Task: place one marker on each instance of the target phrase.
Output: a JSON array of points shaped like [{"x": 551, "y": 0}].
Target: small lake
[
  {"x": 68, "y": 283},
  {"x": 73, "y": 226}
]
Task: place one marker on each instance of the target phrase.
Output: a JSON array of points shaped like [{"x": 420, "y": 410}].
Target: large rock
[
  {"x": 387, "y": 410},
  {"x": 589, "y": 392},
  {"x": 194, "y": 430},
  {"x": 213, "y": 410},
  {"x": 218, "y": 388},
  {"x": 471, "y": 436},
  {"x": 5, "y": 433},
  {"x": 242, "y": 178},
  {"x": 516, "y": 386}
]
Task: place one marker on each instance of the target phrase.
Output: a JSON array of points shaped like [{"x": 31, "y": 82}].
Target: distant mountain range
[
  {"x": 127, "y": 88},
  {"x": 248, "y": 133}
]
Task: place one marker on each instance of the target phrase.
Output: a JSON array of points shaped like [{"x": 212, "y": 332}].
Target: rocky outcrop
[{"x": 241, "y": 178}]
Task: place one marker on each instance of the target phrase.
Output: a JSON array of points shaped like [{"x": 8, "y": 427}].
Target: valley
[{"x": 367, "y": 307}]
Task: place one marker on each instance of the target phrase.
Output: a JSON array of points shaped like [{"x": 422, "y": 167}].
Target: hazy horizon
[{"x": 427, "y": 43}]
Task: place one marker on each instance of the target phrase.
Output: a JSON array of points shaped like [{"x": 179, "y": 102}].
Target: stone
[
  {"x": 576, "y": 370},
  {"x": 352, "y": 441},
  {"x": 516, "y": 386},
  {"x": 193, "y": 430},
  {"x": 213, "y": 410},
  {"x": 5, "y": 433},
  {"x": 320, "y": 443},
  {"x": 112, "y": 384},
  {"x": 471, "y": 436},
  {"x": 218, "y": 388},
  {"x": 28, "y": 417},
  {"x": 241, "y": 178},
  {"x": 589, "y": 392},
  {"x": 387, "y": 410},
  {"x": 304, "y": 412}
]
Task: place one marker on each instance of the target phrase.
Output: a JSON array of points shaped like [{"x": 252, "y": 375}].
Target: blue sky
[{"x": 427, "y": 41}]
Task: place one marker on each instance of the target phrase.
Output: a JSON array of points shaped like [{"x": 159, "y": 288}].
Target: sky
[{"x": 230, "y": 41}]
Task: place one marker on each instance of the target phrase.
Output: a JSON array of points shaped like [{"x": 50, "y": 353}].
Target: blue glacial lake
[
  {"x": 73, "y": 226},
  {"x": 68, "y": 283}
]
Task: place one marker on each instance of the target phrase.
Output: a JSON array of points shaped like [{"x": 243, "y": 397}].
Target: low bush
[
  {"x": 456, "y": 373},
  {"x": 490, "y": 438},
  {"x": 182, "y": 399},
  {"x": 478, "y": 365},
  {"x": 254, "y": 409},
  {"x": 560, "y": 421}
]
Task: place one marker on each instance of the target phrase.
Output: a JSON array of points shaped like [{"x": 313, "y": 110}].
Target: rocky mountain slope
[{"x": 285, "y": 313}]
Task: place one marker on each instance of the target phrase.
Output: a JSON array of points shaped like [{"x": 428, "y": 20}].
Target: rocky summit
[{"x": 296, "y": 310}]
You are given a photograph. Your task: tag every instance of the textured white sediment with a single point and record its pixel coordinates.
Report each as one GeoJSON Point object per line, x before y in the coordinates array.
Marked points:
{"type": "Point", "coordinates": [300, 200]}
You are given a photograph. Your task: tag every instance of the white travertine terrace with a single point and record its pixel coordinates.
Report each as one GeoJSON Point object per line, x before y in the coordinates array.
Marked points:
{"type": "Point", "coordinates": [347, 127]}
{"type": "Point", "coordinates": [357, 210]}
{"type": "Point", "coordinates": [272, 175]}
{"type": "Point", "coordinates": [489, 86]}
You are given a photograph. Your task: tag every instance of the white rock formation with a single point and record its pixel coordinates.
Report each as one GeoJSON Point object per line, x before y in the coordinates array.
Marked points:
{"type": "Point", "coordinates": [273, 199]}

▶ **About this task**
Return all lines from the material that contain "white".

▶ **Completed task**
You are given a photograph. Your task: tag every instance of the textured white sediment with a single point and record its pixel coordinates.
You are given a photograph. Your task: tag every instance of the white travertine terrace with a single point and record its pixel coordinates.
You are given a photograph. Your task: tag every instance of the white rock formation with a single point and record its pixel coordinates.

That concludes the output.